— Consigne —
Répondez à ces questions sur l'extrait ci-dessous, en numérotant vos réponses de la même façon.
1. À quel endroit Capucine commence-t-elle à filmer avec sa perche à selfies ?
2. Quelle date est indiquée pour cette journée ?
3. Vers quelle heure le groupe arrive-t-il à Ficuzza, et dans quel type de forêt ?

— Extrait cité —
§ §
Nous voilà donc en route pour une seconde traversée de la ville par les quartiers populaires. Un marché où des dizaines d’étals envahissent la rue, où des scooters zigzaguent entre les chalands, où les poubelles dégueulent, les marchants gueulent, les hommes jouent aux cartes en s’engueulant. Le bruit de la vie. Ha, voilà une perche à selfies. Capucine est équipée pour mieux filmer ses reportages. Et ça commence maintenant, au jardin botanique ! La voilà qui teste, qui filme, qui commente “Whouaa, regardez comme ces cactus sont beaux !…” Nous la laissons s’amuser avec ses sœurs mais les bases d’une vidéo publiable n’y sont pas : pas d’information et surtout, des images qui bougent bien trop. On s’appliquera une prochaine fois, pour l’instant, nous profitons de ce grand jardin à la tombée du jour. Des cactus et des plantes grasses. Des agrumes et surtout d’étranges citrons. Des bambous qui sonnent juste quand on les toquent. Cette espèce de petit mimosa qui referme ses feuilles tout timidement à nos caresses. Ce gigantesque ficus-cathédrale qui fait retomber ses branches en racines pour soutenir leur largeur indécente. Tiens, une graine de ficus-cathédrale. Ça pousse en Aveyron ?
Respirer à Ficuzza
La journée fut remplie, nous en avons profité avec légèreté. Un beau 30 novembre sans manteau. Mais maintenant il nous faut trouver un lieu où dormir. Pas question de rester le long du grand boulevard où nous nous sommes garés ce matin. Trop de trafic. Trop agité. À Palerme, deux choix. Soit une aire de camping car, un parking, payant, en périphérie et fermé par des grilles. Bof. Soit nous roulons pour rejoindre un spot plus nature dans la montagne sicilienne. Nous optons pour la seconde option même si ça nous demande de rouler alors que nous sommes déjà bien fatigués. Mais nous aurons bien fait. Nous arrivons vers 19h dans la forêt de chênes de Ficuzza. Seuls au bord d’un chemin. Air frais. Silence. Nous sommes mieux ici.
§ §
— Jeu de données —
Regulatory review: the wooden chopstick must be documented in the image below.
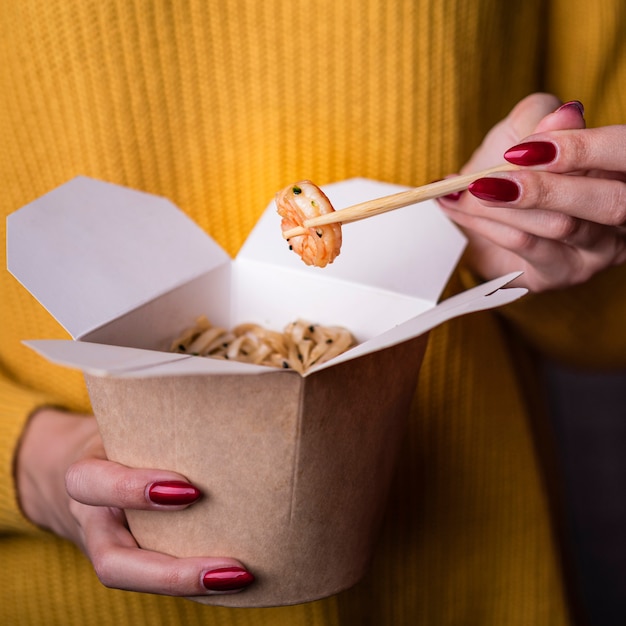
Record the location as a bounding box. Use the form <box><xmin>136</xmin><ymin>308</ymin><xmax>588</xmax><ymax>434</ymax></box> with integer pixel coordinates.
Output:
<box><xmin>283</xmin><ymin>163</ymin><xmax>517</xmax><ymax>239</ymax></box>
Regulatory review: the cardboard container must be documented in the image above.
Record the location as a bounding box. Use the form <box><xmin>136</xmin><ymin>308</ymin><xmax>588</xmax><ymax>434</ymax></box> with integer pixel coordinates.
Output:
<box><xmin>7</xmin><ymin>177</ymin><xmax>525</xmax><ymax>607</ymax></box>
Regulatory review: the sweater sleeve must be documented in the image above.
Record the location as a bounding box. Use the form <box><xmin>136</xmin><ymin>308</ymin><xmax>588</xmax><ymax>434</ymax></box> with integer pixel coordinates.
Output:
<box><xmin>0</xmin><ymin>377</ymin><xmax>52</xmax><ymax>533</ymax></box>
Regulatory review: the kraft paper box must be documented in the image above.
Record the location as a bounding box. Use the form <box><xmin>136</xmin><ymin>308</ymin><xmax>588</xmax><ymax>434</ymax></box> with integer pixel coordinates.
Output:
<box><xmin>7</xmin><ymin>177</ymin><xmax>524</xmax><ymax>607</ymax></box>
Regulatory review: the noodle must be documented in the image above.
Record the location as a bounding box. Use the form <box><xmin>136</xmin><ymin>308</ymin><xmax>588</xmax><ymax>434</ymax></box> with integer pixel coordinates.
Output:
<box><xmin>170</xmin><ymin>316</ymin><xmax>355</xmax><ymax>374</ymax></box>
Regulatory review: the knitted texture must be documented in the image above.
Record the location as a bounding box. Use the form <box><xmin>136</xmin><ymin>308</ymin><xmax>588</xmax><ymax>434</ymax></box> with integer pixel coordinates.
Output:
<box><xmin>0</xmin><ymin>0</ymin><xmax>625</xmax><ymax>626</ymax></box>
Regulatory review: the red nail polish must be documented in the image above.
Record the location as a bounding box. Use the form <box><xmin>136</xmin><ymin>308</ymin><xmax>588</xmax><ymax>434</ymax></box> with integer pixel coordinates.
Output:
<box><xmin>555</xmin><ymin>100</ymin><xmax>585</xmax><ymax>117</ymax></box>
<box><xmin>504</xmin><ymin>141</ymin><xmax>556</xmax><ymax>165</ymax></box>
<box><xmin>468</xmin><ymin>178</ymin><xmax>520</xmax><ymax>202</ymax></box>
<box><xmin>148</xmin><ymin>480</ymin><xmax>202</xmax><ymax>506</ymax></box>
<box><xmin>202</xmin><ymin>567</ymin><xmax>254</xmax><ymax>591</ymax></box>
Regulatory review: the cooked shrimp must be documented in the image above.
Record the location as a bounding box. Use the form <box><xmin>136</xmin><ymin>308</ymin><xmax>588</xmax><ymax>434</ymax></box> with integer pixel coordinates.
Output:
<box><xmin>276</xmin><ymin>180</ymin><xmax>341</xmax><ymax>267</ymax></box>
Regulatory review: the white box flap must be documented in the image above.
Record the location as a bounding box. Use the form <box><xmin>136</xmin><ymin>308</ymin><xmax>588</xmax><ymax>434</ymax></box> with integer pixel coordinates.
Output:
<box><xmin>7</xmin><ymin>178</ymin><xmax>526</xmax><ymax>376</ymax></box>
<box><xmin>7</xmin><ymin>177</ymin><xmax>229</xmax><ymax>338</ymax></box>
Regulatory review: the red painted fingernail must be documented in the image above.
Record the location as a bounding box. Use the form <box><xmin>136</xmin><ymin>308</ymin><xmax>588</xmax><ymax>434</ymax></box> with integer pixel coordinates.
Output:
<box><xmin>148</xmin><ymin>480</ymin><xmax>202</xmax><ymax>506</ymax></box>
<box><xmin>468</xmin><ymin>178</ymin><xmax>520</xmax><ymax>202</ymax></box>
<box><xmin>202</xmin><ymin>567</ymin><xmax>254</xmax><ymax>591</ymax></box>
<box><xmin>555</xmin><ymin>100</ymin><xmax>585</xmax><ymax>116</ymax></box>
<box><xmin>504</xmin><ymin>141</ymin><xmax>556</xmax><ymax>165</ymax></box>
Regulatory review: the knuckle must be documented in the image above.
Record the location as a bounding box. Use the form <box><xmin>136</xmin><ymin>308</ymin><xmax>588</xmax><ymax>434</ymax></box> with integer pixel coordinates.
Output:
§ §
— Réponse —
1. Au jardin botanique.
2. Le 30 novembre.
3. Vers 19h, dans une forêt de chênes.